• _Given instruction_:
Print exactly the lines from the line with "Segment every instance of the flying bird." to the last line of the data, please, both included.

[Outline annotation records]
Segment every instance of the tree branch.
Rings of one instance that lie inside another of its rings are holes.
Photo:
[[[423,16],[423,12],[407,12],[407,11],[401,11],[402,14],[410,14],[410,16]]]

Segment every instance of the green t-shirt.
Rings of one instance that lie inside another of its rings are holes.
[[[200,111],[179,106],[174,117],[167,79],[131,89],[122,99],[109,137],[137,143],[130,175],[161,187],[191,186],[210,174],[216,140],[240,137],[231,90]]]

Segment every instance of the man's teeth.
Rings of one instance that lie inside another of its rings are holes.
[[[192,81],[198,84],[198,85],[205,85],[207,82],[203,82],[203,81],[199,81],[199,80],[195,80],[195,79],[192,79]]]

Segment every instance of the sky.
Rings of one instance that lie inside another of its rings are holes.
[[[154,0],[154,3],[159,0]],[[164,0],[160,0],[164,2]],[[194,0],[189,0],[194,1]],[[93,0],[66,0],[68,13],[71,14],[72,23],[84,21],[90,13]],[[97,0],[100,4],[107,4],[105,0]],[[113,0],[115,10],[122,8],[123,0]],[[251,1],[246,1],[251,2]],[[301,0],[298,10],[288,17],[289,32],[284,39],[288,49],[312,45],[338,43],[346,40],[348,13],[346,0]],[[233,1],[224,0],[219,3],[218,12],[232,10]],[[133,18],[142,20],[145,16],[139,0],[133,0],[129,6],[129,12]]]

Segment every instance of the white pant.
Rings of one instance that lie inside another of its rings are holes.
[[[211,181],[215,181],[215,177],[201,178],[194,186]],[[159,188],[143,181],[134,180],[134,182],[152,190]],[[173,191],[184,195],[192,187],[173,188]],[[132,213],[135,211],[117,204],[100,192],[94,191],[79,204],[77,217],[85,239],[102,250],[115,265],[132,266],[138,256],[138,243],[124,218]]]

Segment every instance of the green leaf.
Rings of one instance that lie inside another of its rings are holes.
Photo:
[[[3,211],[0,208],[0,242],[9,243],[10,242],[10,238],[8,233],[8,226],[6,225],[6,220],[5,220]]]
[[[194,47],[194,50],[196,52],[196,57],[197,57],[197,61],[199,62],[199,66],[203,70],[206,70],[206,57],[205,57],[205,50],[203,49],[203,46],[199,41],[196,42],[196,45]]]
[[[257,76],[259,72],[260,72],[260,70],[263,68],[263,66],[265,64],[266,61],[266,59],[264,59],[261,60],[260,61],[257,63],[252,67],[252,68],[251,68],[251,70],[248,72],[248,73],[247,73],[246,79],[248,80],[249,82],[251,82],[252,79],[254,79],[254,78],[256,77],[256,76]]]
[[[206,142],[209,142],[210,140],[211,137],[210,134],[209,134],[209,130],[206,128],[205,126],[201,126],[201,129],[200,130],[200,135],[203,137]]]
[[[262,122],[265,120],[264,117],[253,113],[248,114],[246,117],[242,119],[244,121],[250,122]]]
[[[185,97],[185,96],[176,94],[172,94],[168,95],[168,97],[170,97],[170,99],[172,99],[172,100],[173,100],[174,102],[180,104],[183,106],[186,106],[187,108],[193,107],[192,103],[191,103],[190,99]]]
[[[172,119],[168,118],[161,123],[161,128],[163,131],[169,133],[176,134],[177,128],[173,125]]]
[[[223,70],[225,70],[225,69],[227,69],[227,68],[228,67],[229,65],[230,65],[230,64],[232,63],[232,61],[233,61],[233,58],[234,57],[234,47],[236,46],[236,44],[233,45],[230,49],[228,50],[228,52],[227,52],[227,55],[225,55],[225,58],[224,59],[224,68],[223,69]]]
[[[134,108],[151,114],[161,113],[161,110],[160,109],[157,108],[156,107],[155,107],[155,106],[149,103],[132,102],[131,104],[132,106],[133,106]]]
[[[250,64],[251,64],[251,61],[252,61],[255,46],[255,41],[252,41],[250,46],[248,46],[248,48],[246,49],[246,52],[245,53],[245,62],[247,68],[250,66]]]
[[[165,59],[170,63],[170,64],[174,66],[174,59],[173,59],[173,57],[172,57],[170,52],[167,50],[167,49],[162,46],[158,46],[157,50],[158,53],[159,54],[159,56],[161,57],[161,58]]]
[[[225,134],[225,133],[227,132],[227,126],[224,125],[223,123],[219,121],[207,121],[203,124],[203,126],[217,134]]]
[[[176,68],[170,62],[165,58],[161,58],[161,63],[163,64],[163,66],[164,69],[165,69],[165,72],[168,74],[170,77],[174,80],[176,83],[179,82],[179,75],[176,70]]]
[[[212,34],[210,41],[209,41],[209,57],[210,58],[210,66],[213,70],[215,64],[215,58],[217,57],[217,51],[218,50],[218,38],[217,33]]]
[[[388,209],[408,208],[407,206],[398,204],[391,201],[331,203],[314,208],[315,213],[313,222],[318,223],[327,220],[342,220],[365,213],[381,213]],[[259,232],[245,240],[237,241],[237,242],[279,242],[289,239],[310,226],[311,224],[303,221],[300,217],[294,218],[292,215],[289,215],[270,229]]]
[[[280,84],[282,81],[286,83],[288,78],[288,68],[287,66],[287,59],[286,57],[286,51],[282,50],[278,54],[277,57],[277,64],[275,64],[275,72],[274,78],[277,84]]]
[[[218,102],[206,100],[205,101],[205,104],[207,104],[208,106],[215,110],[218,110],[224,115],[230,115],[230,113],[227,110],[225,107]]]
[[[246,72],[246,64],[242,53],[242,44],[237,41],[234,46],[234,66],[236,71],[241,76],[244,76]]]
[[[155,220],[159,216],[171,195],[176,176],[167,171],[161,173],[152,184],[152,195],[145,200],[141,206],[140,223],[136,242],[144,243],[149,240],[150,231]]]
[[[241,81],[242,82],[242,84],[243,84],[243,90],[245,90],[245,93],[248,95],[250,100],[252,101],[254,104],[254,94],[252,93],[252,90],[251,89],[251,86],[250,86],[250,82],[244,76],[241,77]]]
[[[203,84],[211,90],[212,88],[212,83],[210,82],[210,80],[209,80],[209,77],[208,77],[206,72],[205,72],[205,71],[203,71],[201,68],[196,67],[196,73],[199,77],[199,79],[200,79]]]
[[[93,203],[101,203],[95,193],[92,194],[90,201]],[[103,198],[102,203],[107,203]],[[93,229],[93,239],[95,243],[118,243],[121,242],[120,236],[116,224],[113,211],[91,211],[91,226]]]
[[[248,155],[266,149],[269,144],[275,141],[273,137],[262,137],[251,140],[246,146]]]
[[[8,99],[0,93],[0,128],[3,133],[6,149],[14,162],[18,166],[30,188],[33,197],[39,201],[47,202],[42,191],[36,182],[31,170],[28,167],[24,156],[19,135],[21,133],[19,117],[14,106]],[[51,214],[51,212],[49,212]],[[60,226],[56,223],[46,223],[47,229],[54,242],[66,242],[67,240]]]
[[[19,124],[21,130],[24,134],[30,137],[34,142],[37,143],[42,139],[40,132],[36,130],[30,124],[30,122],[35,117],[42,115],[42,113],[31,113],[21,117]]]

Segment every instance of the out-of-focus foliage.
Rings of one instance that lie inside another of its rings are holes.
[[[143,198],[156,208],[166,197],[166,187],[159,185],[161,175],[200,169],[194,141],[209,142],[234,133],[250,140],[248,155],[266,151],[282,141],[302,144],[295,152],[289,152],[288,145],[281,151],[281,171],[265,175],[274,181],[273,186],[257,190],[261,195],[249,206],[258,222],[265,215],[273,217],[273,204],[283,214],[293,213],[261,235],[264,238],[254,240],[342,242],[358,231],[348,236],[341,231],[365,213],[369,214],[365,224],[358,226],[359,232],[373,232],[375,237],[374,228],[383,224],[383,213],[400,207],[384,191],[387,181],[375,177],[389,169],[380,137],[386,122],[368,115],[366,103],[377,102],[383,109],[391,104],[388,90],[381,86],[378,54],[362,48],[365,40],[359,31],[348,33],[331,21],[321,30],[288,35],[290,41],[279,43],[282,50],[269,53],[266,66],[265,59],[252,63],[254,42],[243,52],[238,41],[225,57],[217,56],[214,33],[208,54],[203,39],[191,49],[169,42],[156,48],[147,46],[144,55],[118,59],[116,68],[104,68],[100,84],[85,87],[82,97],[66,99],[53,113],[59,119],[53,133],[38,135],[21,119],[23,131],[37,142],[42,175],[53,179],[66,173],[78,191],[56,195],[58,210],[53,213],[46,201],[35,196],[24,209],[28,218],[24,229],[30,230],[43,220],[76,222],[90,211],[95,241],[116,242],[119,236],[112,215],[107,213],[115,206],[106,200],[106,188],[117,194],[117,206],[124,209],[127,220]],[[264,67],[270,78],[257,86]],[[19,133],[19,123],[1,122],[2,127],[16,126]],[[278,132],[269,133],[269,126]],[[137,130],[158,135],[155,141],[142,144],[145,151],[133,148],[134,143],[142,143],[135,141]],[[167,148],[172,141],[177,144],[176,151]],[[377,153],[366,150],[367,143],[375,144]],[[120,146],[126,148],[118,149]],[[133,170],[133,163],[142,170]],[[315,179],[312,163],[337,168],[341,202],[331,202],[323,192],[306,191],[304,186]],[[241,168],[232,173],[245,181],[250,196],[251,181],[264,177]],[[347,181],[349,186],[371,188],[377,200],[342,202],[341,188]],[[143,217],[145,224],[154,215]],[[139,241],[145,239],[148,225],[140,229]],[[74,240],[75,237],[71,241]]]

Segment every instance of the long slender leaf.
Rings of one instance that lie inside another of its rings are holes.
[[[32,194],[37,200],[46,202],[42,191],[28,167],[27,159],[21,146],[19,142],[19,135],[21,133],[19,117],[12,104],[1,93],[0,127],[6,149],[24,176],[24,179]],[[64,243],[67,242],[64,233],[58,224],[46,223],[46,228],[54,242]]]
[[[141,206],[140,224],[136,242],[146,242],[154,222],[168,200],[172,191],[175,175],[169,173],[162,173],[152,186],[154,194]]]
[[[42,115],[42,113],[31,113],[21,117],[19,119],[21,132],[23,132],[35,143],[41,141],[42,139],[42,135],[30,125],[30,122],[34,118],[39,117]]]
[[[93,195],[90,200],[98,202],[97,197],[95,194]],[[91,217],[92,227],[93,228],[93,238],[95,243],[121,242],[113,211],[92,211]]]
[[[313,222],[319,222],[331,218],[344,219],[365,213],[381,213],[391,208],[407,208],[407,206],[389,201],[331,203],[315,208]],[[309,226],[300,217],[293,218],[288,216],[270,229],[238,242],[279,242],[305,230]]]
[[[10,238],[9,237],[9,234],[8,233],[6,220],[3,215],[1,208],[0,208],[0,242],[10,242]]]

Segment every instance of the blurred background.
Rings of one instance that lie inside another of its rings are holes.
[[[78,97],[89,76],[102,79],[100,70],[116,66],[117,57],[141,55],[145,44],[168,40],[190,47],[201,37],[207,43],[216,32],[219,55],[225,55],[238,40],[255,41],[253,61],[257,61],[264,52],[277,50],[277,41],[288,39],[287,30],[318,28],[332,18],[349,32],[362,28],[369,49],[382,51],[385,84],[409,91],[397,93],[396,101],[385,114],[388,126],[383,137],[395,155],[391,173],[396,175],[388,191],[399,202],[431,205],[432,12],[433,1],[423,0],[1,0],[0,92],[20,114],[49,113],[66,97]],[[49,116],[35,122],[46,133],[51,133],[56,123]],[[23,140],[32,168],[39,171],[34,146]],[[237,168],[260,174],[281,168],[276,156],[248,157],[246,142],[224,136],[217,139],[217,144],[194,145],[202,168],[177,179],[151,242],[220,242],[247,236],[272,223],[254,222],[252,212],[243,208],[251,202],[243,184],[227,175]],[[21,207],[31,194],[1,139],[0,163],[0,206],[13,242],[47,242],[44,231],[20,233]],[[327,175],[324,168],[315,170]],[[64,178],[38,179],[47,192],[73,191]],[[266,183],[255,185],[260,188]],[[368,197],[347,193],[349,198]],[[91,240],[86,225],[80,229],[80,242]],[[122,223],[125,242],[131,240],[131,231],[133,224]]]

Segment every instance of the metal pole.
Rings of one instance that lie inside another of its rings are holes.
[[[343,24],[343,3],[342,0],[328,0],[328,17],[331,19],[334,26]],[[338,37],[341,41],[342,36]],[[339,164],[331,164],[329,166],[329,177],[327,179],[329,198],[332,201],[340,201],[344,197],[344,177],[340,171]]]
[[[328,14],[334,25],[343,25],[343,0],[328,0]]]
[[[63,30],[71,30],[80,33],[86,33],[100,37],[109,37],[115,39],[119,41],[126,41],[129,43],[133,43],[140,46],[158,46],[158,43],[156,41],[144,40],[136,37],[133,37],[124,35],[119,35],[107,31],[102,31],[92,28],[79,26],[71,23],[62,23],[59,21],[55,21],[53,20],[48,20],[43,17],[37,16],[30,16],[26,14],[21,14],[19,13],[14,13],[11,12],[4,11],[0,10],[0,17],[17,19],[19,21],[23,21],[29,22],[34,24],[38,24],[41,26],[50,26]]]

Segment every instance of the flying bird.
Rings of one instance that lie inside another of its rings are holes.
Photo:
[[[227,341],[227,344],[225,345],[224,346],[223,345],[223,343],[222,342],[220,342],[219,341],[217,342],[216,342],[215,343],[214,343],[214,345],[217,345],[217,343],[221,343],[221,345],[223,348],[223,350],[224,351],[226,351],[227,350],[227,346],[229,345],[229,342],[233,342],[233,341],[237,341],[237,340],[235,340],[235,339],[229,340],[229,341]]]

• _Solution to the exercise_:
Segment every instance of the flying bird.
Rings of one instance that lie inside another of its rings are holes.
Photo:
[[[227,341],[227,344],[225,345],[224,346],[223,345],[223,343],[222,342],[220,342],[219,341],[217,342],[216,342],[215,343],[214,343],[214,345],[217,345],[217,343],[221,343],[221,345],[223,348],[223,350],[224,351],[226,351],[227,350],[227,346],[229,345],[229,342],[233,342],[233,341],[237,341],[237,340],[235,340],[235,339],[229,340],[229,341]]]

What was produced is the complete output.